** Opening Given data block **

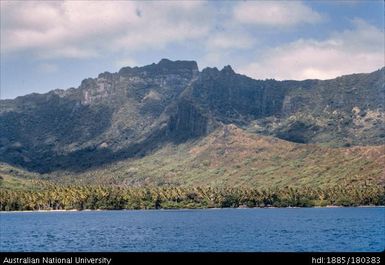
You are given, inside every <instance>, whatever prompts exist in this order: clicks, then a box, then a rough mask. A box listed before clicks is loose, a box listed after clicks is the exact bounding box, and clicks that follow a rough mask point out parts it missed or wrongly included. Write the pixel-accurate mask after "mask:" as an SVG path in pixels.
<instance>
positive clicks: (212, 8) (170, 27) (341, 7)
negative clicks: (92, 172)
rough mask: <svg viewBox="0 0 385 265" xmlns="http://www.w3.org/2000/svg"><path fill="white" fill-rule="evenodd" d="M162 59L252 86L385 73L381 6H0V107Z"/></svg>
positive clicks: (329, 2)
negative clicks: (230, 67) (2, 102)
mask: <svg viewBox="0 0 385 265" xmlns="http://www.w3.org/2000/svg"><path fill="white" fill-rule="evenodd" d="M162 58H169V59H175V60H195V61H197V62H198V65H199V68H200V69H203V68H204V67H207V66H210V67H214V66H216V67H218V68H222V67H223V66H225V65H228V64H230V65H231V66H232V67H233V68H234V70H235V71H236V72H239V73H242V74H246V75H248V76H250V77H253V78H256V79H266V78H275V79H278V80H285V79H298V80H302V79H307V78H318V79H328V78H334V77H336V76H339V75H343V74H350V73H357V72H371V71H374V70H376V69H379V68H381V67H383V66H384V3H383V1H303V2H301V1H210V2H206V1H178V2H176V1H169V2H168V1H157V2H152V1H145V2H139V1H40V2H38V1H36V2H34V1H4V0H2V1H1V82H0V85H1V99H5V98H15V97H17V96H21V95H25V94H29V93H33V92H37V93H44V92H47V91H49V90H52V89H56V88H61V89H66V88H69V87H78V86H79V84H80V82H81V80H83V79H84V78H87V77H96V76H97V75H98V74H99V73H101V72H104V71H110V72H117V71H118V70H119V69H120V68H121V67H123V66H141V65H146V64H151V63H153V62H158V61H159V60H160V59H162Z"/></svg>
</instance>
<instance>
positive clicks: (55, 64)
mask: <svg viewBox="0 0 385 265" xmlns="http://www.w3.org/2000/svg"><path fill="white" fill-rule="evenodd" d="M38 70H39V71H40V72H42V73H54V72H56V71H57V70H59V67H58V66H57V65H56V64H53V63H42V64H40V65H39V67H38Z"/></svg>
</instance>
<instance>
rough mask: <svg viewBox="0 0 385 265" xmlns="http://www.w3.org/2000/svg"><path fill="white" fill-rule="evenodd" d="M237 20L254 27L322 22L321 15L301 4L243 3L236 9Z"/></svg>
mask: <svg viewBox="0 0 385 265" xmlns="http://www.w3.org/2000/svg"><path fill="white" fill-rule="evenodd" d="M234 18H235V20H237V21H239V22H241V23H245V24H252V25H262V26H279V27H291V26H295V25H297V24H301V23H317V22H320V21H322V19H323V17H322V15H321V14H320V13H318V12H316V11H314V10H312V9H311V8H310V7H308V6H306V5H304V4H303V3H301V2H294V1H256V2H242V3H240V4H239V5H238V6H237V7H236V8H235V9H234Z"/></svg>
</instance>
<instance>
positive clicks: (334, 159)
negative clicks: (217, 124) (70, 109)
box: [56, 125, 385, 188]
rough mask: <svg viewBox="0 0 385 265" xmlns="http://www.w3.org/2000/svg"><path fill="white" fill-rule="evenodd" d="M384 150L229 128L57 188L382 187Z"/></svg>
mask: <svg viewBox="0 0 385 265" xmlns="http://www.w3.org/2000/svg"><path fill="white" fill-rule="evenodd" d="M384 164H385V145H382V146H372V147H350V148H329V147H321V146H317V145H312V144H309V145H303V144H296V143H291V142H288V141H284V140H280V139H277V138H273V137H269V136H262V135H254V134H251V133H247V132H245V131H244V130H242V129H240V128H238V127H236V126H235V125H226V126H222V127H220V128H218V129H216V130H215V131H214V132H212V133H210V134H209V135H208V136H206V137H204V138H201V139H198V140H192V141H189V142H186V143H183V144H179V145H177V144H169V145H167V146H165V147H163V148H161V149H159V150H157V151H156V152H154V153H152V154H149V155H147V156H145V157H143V158H136V159H129V160H126V161H120V162H118V163H116V164H112V165H109V166H108V167H104V168H100V169H97V170H90V171H87V172H86V173H82V174H77V175H76V176H73V175H72V174H71V173H69V174H68V173H67V174H63V173H61V174H59V175H58V176H56V181H57V182H59V183H73V182H74V181H77V183H78V184H84V183H88V184H103V185H106V184H108V185H111V184H112V185H118V186H148V185H150V186H164V185H166V186H168V185H171V186H192V187H194V186H209V187H236V186H247V187H254V188H275V187H285V186H293V187H304V186H309V187H323V188H325V187H333V186H334V185H343V186H348V185H365V184H375V185H384V184H385V168H384V166H383V165H384Z"/></svg>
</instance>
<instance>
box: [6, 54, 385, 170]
mask: <svg viewBox="0 0 385 265" xmlns="http://www.w3.org/2000/svg"><path fill="white" fill-rule="evenodd" d="M384 72H385V68H382V69H380V70H377V71H375V72H373V73H369V74H353V75H345V76H342V77H338V78H335V79H330V80H304V81H293V80H288V81H276V80H271V79H267V80H254V79H252V78H249V77H247V76H244V75H240V74H237V73H235V72H234V70H233V69H232V68H231V66H225V67H224V68H223V69H221V70H218V69H217V68H205V69H203V70H202V71H199V69H198V65H197V63H196V62H195V61H170V60H167V59H162V60H161V61H160V62H159V63H158V64H151V65H147V66H143V67H123V68H121V69H120V70H119V71H118V72H116V73H109V72H104V73H101V74H99V75H98V77H97V78H87V79H84V80H83V81H82V82H81V85H80V86H79V87H78V88H70V89H67V90H53V91H50V92H48V93H46V94H30V95H27V96H23V97H18V98H16V99H14V100H1V101H0V106H1V108H0V156H1V161H2V162H5V163H9V164H11V165H15V166H21V167H24V168H26V169H28V170H32V171H37V172H40V173H48V172H54V171H55V170H62V169H67V170H75V171H77V170H80V171H82V170H83V171H84V170H87V169H88V168H91V167H94V166H103V165H105V164H109V163H113V162H114V161H119V160H124V159H126V158H129V157H143V156H146V155H147V154H150V153H151V152H153V151H155V150H156V149H157V148H162V146H164V145H165V144H167V143H170V142H171V143H174V144H181V143H184V142H186V141H189V140H191V139H199V138H201V137H205V136H207V135H208V134H210V133H211V132H213V131H214V130H215V129H216V128H218V127H221V126H223V125H228V124H235V126H237V127H240V128H241V129H243V130H246V131H248V132H250V133H256V134H261V135H268V136H273V137H278V138H281V139H284V140H288V141H291V142H297V143H304V144H321V145H327V146H332V147H333V146H334V147H338V146H360V145H382V144H384V143H385V134H384V133H383V131H385V122H384V120H385V114H384V113H385V112H384V109H385V106H384V103H383V102H385V88H384Z"/></svg>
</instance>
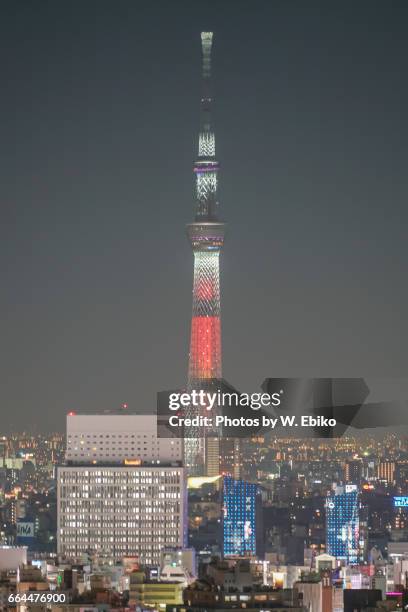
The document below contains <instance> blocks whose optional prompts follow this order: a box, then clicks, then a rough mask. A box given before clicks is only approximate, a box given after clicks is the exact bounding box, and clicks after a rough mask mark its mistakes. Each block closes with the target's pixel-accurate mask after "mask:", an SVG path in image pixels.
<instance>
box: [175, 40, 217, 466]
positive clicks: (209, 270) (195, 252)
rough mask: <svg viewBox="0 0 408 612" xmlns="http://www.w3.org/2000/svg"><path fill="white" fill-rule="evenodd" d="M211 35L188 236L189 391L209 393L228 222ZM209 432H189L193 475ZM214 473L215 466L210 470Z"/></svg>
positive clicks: (207, 61) (199, 133)
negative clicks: (221, 202) (214, 115)
mask: <svg viewBox="0 0 408 612" xmlns="http://www.w3.org/2000/svg"><path fill="white" fill-rule="evenodd" d="M212 42H213V34H212V32H202V33H201V45H202V94H201V120H200V131H199V139H198V157H197V161H196V163H195V164H194V173H195V176H196V205H195V218H194V222H193V223H190V224H189V225H188V226H187V234H188V237H189V240H190V243H191V246H192V249H193V253H194V281H193V313H192V320H191V339H190V353H189V366H188V388H189V389H190V390H193V389H206V388H208V387H211V384H212V381H214V380H218V379H221V376H222V370H221V307H220V280H219V256H220V251H221V249H222V246H223V243H224V223H222V222H221V221H220V220H219V215H218V201H217V186H218V162H217V160H216V157H215V133H214V129H213V125H212V117H211V110H212V104H213V95H212V92H211V49H212ZM204 434H205V432H204V431H203V432H200V430H197V428H194V430H191V431H189V430H186V431H185V438H186V439H185V445H184V448H185V465H186V467H187V468H188V470H189V473H190V474H194V475H202V474H203V473H204V472H205V469H206V443H205V437H204ZM211 469H212V470H213V469H214V466H212V467H211Z"/></svg>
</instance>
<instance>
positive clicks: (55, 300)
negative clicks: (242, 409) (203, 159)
mask: <svg viewBox="0 0 408 612" xmlns="http://www.w3.org/2000/svg"><path fill="white" fill-rule="evenodd" d="M255 5H256V10H253V11H249V10H248V9H247V8H246V7H247V5H246V4H245V3H234V10H233V11H231V7H232V3H230V2H224V3H223V4H222V5H221V4H220V7H219V8H218V10H217V12H216V13H215V14H214V15H212V16H211V19H207V18H206V19H204V21H211V22H212V23H211V24H209V29H214V31H215V45H216V46H217V64H216V71H215V75H214V76H215V80H216V91H217V99H218V100H222V104H218V105H217V107H216V122H217V138H218V142H219V149H220V152H221V157H222V159H223V181H222V206H223V209H224V211H225V217H226V218H227V219H228V220H229V222H230V223H231V224H232V225H233V228H232V229H233V231H229V232H228V249H227V251H226V256H225V257H224V258H223V309H224V315H225V316H224V321H225V325H224V331H223V335H224V343H223V350H224V355H225V359H224V363H225V368H224V370H225V376H226V378H227V379H228V380H232V381H234V383H235V384H236V385H237V386H239V387H240V388H241V389H246V390H254V389H259V385H260V384H261V382H262V380H263V379H264V378H265V377H267V376H273V375H276V374H278V375H286V376H298V375H303V376H308V375H319V376H332V375H350V376H360V375H362V374H365V373H366V372H367V371H368V372H369V373H370V374H371V375H375V376H378V375H380V376H393V375H397V376H398V375H400V376H401V375H403V373H404V370H405V343H404V337H405V335H406V332H407V331H408V330H407V329H406V327H407V324H406V322H405V320H404V314H405V310H406V305H407V301H408V299H407V293H406V288H405V286H404V283H403V282H402V278H403V273H404V271H405V265H404V264H405V253H406V247H405V235H404V231H403V228H404V225H405V223H404V222H405V221H406V215H407V211H406V206H405V195H406V179H405V164H404V155H405V148H406V145H405V142H406V140H407V138H406V136H407V134H406V130H407V128H406V126H405V124H404V122H403V113H404V112H405V107H406V100H407V97H408V91H407V86H406V83H405V81H404V79H403V77H402V75H403V74H405V73H406V63H407V54H406V53H405V50H406V41H405V28H404V23H405V16H406V12H407V11H406V8H405V7H404V6H403V5H402V3H395V4H394V5H393V7H392V9H391V8H389V7H387V6H385V5H383V4H381V3H364V2H362V3H361V4H359V6H358V7H353V8H348V7H341V8H340V7H332V8H330V7H325V6H324V5H323V3H320V2H317V3H312V4H309V5H308V7H307V8H306V7H303V6H302V5H301V4H300V3H298V4H297V5H296V7H297V8H296V11H294V10H291V8H289V7H288V5H287V4H286V5H285V4H284V3H283V2H276V3H263V2H258V3H255ZM175 6H176V7H177V9H176V10H174V8H173V7H172V9H171V10H170V9H169V8H168V6H167V5H166V3H164V2H161V3H160V2H156V3H154V9H153V8H149V7H148V6H147V5H143V11H139V10H137V9H136V8H134V7H132V6H131V5H130V4H129V5H126V8H123V9H121V10H120V11H119V10H118V11H117V12H116V11H113V9H112V5H111V4H108V3H101V4H98V9H100V10H99V11H98V15H97V17H96V21H94V19H95V15H94V12H93V11H91V10H90V9H89V8H88V7H84V8H83V9H82V10H81V11H79V9H76V8H73V7H69V8H68V7H65V8H64V9H63V10H62V11H60V9H56V8H53V7H52V6H51V5H47V4H44V5H41V6H40V7H36V8H35V9H34V8H33V7H32V6H30V4H28V3H21V4H19V5H18V6H12V5H11V6H8V7H7V9H6V10H5V15H4V16H5V19H4V20H2V26H1V27H3V32H2V34H3V40H4V42H5V45H6V53H5V56H6V57H7V59H8V63H7V65H4V66H3V76H4V79H5V82H6V83H7V84H8V87H7V88H6V92H5V95H4V97H3V99H2V101H1V105H2V110H3V116H4V117H7V118H8V119H9V121H8V122H7V125H6V129H5V139H4V141H3V154H4V159H5V163H4V164H3V165H2V169H1V173H2V184H3V188H4V202H5V217H4V218H5V223H4V226H3V232H4V237H3V239H2V241H1V257H2V261H3V262H4V263H3V265H4V268H5V269H4V272H5V274H4V286H3V289H4V296H5V300H4V302H3V305H2V306H3V310H2V313H3V316H2V326H3V333H2V336H3V338H4V348H3V351H2V364H1V367H2V372H3V379H4V380H3V381H2V382H3V384H2V385H1V389H2V392H1V395H0V401H1V402H2V405H3V406H5V407H6V409H7V410H8V414H9V423H8V424H7V427H6V429H7V430H11V429H14V430H23V429H28V430H34V429H35V430H36V431H41V430H47V429H48V428H49V429H50V430H60V431H62V430H63V419H64V418H65V415H66V413H67V412H68V411H70V410H78V411H79V412H86V411H88V410H90V411H92V412H96V411H98V410H105V409H113V408H116V407H118V406H120V405H121V404H122V402H127V403H128V405H129V407H131V408H134V409H138V408H140V407H143V409H145V408H148V409H153V408H154V406H155V400H156V397H155V394H156V392H157V390H159V389H163V388H166V387H167V388H171V387H173V386H175V385H181V384H183V382H184V380H185V364H186V361H187V355H188V326H187V325H186V321H187V320H188V319H189V318H190V315H191V310H190V293H189V292H190V287H191V272H192V269H191V252H190V250H189V245H188V241H187V240H185V237H184V226H185V223H187V222H188V221H189V220H190V219H191V216H192V210H193V208H192V206H193V203H194V197H193V185H192V181H191V175H190V174H189V172H188V167H189V165H190V167H191V164H192V151H193V150H194V145H195V143H194V141H193V135H194V134H196V132H197V127H198V123H199V121H198V119H199V118H198V113H197V112H196V110H195V109H196V108H197V104H196V100H197V93H198V92H199V87H200V86H199V80H198V78H197V69H196V67H197V64H198V61H199V48H198V47H197V44H196V38H197V36H198V34H199V32H200V31H201V30H202V29H204V27H206V26H207V24H206V23H203V16H202V14H201V11H199V10H198V8H194V7H189V6H188V5H187V3H184V2H180V3H178V4H177V3H176V5H175ZM157 9H160V14H161V17H163V19H160V23H158V22H157V19H156V18H155V14H154V13H155V10H157ZM398 16H399V17H400V18H399V19H398ZM79 17H80V18H79ZM345 24H347V37H345V36H344V27H345ZM73 41H75V42H74V44H73ZM72 46H73V47H74V49H75V51H74V52H71V51H70V49H71V47H72ZM193 50H194V51H193ZM158 175H160V177H161V178H160V180H157V178H158ZM16 179H17V180H16ZM390 200H391V201H390ZM183 239H184V246H183ZM243 244H245V249H242V245H243ZM169 253H170V254H171V256H169ZM243 347H245V348H243ZM4 409H5V408H3V410H4Z"/></svg>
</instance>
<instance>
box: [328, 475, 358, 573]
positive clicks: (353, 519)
mask: <svg viewBox="0 0 408 612" xmlns="http://www.w3.org/2000/svg"><path fill="white" fill-rule="evenodd" d="M326 541H327V552H328V553H329V555H332V556H333V557H336V559H339V560H341V561H343V562H344V563H346V564H347V565H352V564H356V563H358V562H359V560H360V518H359V492H358V488H357V485H345V486H344V487H341V486H337V487H336V488H335V490H334V491H333V493H330V494H329V495H328V496H327V501H326Z"/></svg>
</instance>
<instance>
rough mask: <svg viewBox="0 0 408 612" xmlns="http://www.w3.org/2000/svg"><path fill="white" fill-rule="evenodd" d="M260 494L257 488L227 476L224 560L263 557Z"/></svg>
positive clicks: (225, 498)
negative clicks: (262, 548)
mask: <svg viewBox="0 0 408 612" xmlns="http://www.w3.org/2000/svg"><path fill="white" fill-rule="evenodd" d="M260 532H261V524H260V493H259V487H258V486H257V485H256V484H252V483H249V482H244V481H243V480H235V479H234V478H232V477H231V476H225V477H224V482H223V553H224V556H254V555H259V554H260V552H261V551H260V550H259V548H260V546H259V538H260Z"/></svg>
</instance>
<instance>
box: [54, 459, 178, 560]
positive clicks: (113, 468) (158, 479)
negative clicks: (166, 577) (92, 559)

** Closing Given data block **

Your instructions: Each line from the line holding "positive clicks: (225, 498)" through the end of the material above is to be printed exactly, both ends included, and no other line is to appear.

Solution below:
positive clicks: (225, 498)
negative clicks: (262, 548)
mask: <svg viewBox="0 0 408 612" xmlns="http://www.w3.org/2000/svg"><path fill="white" fill-rule="evenodd" d="M260 532H261V524H260V493H259V487H258V486H257V485H256V484H252V483H249V482H244V481H243V480H235V479H234V478H232V477H231V476H225V477H224V482H223V553H224V556H254V555H259V554H260V552H261V551H260V550H259V548H260V546H259V538H260Z"/></svg>
</instance>
<instance>
box: [54, 459, 178, 560]
positive clicks: (113, 468) (158, 479)
negative clicks: (166, 577) (92, 559)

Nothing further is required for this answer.